Extract provided —
- - -

But those other areas—the “social” sciences, the humanities, the arts—that kind of learning is almost bound to lead a person astray. Or, rather, will almost certainly lead a person into a position of resistance to counsel. Pursuing a better understanding of the concept of race—a pursuit requiring the study of history, literature, and aesthetics—might reveal not only how Europeans constructed and deployed race as a tool of enslavement, but can illuminate the ways in which the discourse continues to justify the oppression of black people in the USA. And, heaven forbid, learning might then illuminate the ways in which this discourse is iterated in the structure and exercise of authority in the LDS church. Pursuing a better understanding of gender—which calls on rhetoric, philosophy, sociology, and performance studies—might reveal the possibility that we made this concept and have wielded it to more effectively exploit half of humanity. This kind of learning—earnestly, honestly, faithfully pursued—can light up the ways in which the LDS church unreflectively iterates this exploitation.

For a not-neo-orthodox LDS-Mormon, who does not recklessly conflate god, church, and leaders, learning does not obscure, but reveals divine counsel. In LDS-Mormon sects apart from neo-orthodoxy, the ethical imperatives that appear in political economy, in poststructuralist literary theory, in existentialism, in liberation theology—and, yes, in scripture and tradition, to the clarity of which education substantively contributes—are the “counsel of God”. For the not-neo-orthodox, learning is the most secure connection to divinity, and neo-orthodoxy’s unreasoned and unreasoning commitment to dogma, actually, constitutes the “philosophies of men” and the illusion of wisdom, from which a person profits nothing.

It probably goes without saying that the neo-orthodox order in the LDS church does not open to this other LDS-Mormonism. But neo-orthodoxy’s hostility to other LDS-Mormonisms is not an index of the sect’s unique legitimacy. Ironically, the hostility to education by which the sect protects itself reveals its sectarian (as opposed to its absolute) character. The neo-orthodox god-church-leadership conflation and nauseating repetition of the dictum that learning doesn’t matter does not glorify divinity in concert with early Mormon scripture, which trips over itself to valorize learning.††††

No, neo-orthodox LDS-Mormonism is a sect. A dominant sect, and one that doesn’t mind excommunicating threats, but a sect, nonetheless, only partly realizing bits of Mormonism’s potential and repudiating the rest. The antipathy to education that the sect dresses up as doctrine characterizes, a priori, any finger of objection to its practices as the consequence of a ‘secular’ education that must always, axiomatically, submit to ordained authority. Thus, neo-orthodoxy protects its privilege by cynically robbing others of the divine power to serve the community without affirming and assenting to this one sect’s autocratic version of the religion.

- - -

Stored data entries:
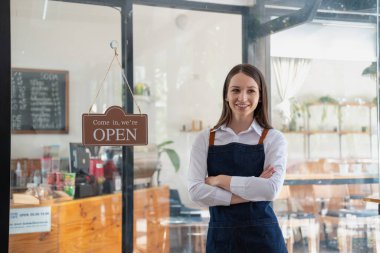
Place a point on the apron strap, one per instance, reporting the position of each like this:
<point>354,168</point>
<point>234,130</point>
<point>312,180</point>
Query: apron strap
<point>263,135</point>
<point>211,138</point>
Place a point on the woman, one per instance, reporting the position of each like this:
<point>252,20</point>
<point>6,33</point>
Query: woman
<point>227,169</point>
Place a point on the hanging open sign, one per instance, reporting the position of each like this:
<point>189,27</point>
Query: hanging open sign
<point>114,128</point>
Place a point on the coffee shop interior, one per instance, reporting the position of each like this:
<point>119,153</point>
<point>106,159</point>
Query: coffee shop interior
<point>320,60</point>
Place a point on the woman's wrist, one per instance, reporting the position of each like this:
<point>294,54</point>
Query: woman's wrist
<point>224,182</point>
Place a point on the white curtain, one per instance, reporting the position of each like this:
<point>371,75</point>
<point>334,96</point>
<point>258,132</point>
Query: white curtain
<point>290,75</point>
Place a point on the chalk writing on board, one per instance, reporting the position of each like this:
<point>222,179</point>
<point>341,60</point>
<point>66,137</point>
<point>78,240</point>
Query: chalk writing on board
<point>39,101</point>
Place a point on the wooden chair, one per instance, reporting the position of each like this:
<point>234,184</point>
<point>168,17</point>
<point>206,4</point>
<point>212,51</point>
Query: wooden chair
<point>291,220</point>
<point>346,221</point>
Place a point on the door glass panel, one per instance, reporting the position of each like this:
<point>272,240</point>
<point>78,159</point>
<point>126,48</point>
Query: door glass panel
<point>324,99</point>
<point>180,61</point>
<point>60,54</point>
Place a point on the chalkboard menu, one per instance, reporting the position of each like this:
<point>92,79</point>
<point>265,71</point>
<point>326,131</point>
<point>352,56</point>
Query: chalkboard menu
<point>39,101</point>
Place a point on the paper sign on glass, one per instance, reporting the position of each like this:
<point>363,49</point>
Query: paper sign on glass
<point>114,128</point>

- - -

Parts of the exercise —
- 1) Answer these about the essay excerpt:
(a) Which fields does it say the pursuit of a better understanding of race requires?
(b) For the not-neo-orthodox, what does it call learning?
(c) What does it say the hostility to education reveals about the sect?
- 2) Summarize the essay excerpt in two sentences.
- 3) Reproduce the part of the essay excerpt between "For a not-neo-orthodox" and "person profits nothing.", inclusive.
This listing was drawn from a source separate from the essay excerpt.

Responses by item number —
- 1)
(a) History, literature, and aesthetics.
(b) The most secure connection to divinity.
(c) Its sectarian (as opposed to its absolute) character.

- 2) Study in the social sciences, humanities, and arts can reveal how concepts like race and gender were built to oppress, and how the LDS church repeats that oppression, while for not-neo-orthodox LDS-Mormons such learning reveals divine counsel and is the most secure connection to divinity. Neo-orthodox LDS-Mormonism's hostility to education shows it to be a dominant sect, not the sole legitimate form, and that hostility protects its privilege by dismissing objections as the product of a "secular" education.

- 3)
For a not-neo-orthodox LDS-Mormon, who does not recklessly conflate god, church, and leaders, learning does not obscure, but reveals divine counsel. In LDS-Mormon sects apart from neo-orthodoxy, the ethical imperatives that appear in political economy, in poststructuralist literary theory, in existentialism, in liberation theology—and, yes, in scripture and tradition, to the clarity of which education substantively contributes—are the “counsel of God”. For the not-neo-orthodox, learning is the most secure connection to divinity, and neo-orthodoxy’s unreasoned and unreasoning commitment to dogma, actually, constitutes the “philosophies of men” and the illusion of wisdom, from which a person profits nothing.